┌──

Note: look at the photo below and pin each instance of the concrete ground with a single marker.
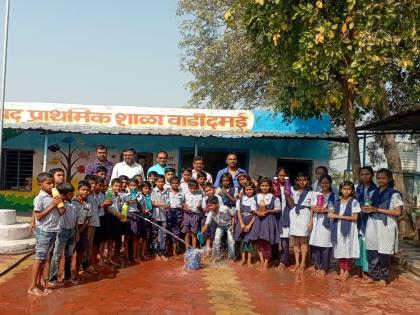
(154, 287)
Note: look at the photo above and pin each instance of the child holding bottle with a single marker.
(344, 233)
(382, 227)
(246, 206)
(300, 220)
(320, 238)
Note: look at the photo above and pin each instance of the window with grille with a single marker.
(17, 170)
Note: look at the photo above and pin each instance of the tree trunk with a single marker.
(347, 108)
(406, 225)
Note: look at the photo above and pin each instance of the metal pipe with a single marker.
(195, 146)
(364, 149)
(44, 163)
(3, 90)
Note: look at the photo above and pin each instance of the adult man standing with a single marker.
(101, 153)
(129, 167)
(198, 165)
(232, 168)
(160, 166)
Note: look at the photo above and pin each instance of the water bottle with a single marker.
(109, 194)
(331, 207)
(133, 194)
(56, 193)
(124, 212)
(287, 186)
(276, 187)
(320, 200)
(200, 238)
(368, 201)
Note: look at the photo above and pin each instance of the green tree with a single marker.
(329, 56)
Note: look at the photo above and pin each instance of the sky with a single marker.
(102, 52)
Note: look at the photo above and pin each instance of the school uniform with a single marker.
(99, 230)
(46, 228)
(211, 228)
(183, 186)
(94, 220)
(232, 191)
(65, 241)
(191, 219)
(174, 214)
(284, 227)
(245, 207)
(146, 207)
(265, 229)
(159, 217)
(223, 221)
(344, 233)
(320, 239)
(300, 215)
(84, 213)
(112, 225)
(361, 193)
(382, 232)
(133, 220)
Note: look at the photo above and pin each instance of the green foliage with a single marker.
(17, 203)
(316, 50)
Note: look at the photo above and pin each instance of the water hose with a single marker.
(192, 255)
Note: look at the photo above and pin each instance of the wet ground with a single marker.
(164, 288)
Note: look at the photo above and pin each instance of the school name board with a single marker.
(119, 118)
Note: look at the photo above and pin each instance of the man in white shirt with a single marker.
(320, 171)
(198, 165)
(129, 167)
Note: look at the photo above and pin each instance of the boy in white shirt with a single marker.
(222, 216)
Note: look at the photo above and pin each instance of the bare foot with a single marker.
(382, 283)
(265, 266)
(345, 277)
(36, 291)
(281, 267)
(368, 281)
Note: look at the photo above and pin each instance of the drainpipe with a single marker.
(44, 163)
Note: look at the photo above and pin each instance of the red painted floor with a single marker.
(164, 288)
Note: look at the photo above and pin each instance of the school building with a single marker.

└──

(Stated goal):
Reproduce the entries word for word, starting at the line that contains "hose with a single marker." and continuing through the end of the entries, with both of those lines included.

(Exercise result):
Note: look at the photo above and pin each instance of the water hose with a single marker.
(192, 255)
Note: look at the photo above and pin each instance of the wet ground with a single marker.
(164, 288)
Note: look at the photo above and pin each instance of the school name board with a single marker.
(119, 118)
Note: look at the photo above and pin each instance of the man in white shirt with a single marker.
(320, 171)
(198, 165)
(129, 167)
Note: look at the photo above and pin each instance of the boy in white shirt with a single marker.
(222, 216)
Note: look at the photo above and pin each instance of the bare foot with a single marker.
(382, 283)
(265, 266)
(345, 277)
(36, 291)
(281, 267)
(368, 281)
Note: look at the photo above and pin each instance of the drainpipe with a single marker.
(44, 163)
Note: look at the photo above and pin each instance of the red painted floor with a single marker.
(164, 288)
Note: look at the photo above and pin each instance of the school building with a single marker.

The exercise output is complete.